> **Data shown**

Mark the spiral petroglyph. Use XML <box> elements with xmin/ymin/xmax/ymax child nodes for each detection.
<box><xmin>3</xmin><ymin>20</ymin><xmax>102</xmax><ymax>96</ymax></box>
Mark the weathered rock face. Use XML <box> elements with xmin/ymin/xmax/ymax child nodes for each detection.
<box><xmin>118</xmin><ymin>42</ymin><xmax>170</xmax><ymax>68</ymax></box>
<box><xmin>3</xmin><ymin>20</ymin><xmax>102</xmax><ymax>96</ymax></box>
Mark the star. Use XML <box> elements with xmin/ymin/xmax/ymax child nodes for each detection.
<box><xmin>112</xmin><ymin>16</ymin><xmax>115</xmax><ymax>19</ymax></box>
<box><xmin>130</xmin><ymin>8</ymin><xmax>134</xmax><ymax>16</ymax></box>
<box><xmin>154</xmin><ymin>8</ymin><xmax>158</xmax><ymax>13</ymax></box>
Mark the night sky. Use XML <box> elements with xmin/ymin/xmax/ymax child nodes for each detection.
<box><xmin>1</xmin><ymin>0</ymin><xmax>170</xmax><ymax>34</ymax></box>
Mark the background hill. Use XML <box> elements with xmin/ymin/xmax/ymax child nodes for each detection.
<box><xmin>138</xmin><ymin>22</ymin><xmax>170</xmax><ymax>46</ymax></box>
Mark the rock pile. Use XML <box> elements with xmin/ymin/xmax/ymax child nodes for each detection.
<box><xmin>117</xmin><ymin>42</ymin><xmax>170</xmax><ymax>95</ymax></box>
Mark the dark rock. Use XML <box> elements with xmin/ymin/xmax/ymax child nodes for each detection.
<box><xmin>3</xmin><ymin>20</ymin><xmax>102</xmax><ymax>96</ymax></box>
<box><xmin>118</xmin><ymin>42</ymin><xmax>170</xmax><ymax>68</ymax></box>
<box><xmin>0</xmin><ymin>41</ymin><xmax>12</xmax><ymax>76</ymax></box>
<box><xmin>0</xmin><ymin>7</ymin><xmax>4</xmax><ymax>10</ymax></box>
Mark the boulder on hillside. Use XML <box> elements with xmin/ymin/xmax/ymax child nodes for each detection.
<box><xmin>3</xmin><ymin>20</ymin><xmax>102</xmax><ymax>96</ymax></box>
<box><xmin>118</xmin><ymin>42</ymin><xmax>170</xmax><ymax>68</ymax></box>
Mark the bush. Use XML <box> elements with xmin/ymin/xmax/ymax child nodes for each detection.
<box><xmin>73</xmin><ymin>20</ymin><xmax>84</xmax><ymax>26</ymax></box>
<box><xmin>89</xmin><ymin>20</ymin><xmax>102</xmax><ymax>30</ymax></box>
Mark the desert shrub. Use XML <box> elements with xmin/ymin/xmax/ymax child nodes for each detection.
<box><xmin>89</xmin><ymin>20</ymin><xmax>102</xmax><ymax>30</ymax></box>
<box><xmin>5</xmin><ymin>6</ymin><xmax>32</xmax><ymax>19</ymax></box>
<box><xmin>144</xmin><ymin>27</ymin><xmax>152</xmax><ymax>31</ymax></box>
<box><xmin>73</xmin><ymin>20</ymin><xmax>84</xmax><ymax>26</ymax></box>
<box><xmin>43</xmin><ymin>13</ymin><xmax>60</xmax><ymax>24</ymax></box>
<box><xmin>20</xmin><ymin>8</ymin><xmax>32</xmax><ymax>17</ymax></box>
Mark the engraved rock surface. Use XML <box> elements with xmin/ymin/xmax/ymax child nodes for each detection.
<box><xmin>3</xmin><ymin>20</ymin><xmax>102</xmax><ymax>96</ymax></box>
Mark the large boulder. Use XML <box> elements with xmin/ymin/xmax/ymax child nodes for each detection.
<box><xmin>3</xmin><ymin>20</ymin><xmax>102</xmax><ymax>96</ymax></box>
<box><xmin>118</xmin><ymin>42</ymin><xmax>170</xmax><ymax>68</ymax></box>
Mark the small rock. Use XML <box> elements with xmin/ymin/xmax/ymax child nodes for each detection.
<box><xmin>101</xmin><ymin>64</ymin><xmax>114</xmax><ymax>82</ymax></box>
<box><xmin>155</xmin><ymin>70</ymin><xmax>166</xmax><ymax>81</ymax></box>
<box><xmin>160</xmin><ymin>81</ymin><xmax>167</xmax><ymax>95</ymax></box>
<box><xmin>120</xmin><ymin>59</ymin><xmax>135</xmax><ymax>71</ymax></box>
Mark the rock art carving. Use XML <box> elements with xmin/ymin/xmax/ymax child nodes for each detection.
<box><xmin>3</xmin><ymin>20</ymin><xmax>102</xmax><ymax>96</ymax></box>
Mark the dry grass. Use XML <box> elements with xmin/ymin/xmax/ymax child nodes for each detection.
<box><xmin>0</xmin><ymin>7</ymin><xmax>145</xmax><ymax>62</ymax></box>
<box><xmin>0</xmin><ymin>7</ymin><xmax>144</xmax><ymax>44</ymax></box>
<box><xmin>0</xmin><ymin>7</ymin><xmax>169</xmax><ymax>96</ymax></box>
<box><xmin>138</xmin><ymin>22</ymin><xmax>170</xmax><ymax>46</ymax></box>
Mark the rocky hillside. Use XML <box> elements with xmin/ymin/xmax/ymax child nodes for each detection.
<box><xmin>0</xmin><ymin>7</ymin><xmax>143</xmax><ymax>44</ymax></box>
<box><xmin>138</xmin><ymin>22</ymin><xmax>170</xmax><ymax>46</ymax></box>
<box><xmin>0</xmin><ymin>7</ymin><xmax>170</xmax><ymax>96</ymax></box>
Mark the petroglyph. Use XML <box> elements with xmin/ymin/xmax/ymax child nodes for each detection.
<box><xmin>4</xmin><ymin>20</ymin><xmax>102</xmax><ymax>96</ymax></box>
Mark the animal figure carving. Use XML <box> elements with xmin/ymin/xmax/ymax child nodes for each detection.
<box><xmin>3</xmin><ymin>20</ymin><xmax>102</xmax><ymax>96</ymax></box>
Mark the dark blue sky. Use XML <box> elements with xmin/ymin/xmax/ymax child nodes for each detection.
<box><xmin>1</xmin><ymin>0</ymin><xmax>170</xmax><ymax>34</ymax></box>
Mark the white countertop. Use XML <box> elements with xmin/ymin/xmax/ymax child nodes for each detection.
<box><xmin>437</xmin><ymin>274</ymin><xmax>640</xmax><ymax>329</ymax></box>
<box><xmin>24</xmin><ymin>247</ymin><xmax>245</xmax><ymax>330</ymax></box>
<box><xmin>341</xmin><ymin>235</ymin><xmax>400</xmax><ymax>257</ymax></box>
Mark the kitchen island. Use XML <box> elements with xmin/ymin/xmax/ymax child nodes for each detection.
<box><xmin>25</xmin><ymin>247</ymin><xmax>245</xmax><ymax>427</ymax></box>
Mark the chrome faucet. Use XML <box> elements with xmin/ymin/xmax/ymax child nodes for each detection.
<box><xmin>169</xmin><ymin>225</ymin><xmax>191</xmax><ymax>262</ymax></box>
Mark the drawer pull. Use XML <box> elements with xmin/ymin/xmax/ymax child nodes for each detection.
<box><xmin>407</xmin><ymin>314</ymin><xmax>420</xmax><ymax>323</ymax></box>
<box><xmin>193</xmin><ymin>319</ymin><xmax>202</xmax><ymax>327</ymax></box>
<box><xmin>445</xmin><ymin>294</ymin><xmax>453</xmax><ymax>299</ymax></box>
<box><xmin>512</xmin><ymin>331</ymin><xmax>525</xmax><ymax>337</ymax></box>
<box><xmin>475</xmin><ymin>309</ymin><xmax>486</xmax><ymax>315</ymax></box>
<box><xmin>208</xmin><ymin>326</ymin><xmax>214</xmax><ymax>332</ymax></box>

> **Aim of the exercise**
Write out only those lines of the entries that lie between the line containing "Mark the drawer" and the last line, inclusive, reproducing them exactly.

> **Solution to this exercise**
Mark the drawer pull. Use XML <box> elements with xmin/ymin/xmax/ymax child nodes for each detection.
<box><xmin>407</xmin><ymin>314</ymin><xmax>420</xmax><ymax>323</ymax></box>
<box><xmin>193</xmin><ymin>319</ymin><xmax>202</xmax><ymax>327</ymax></box>
<box><xmin>445</xmin><ymin>294</ymin><xmax>453</xmax><ymax>299</ymax></box>
<box><xmin>512</xmin><ymin>331</ymin><xmax>525</xmax><ymax>337</ymax></box>
<box><xmin>475</xmin><ymin>309</ymin><xmax>486</xmax><ymax>315</ymax></box>
<box><xmin>208</xmin><ymin>326</ymin><xmax>214</xmax><ymax>332</ymax></box>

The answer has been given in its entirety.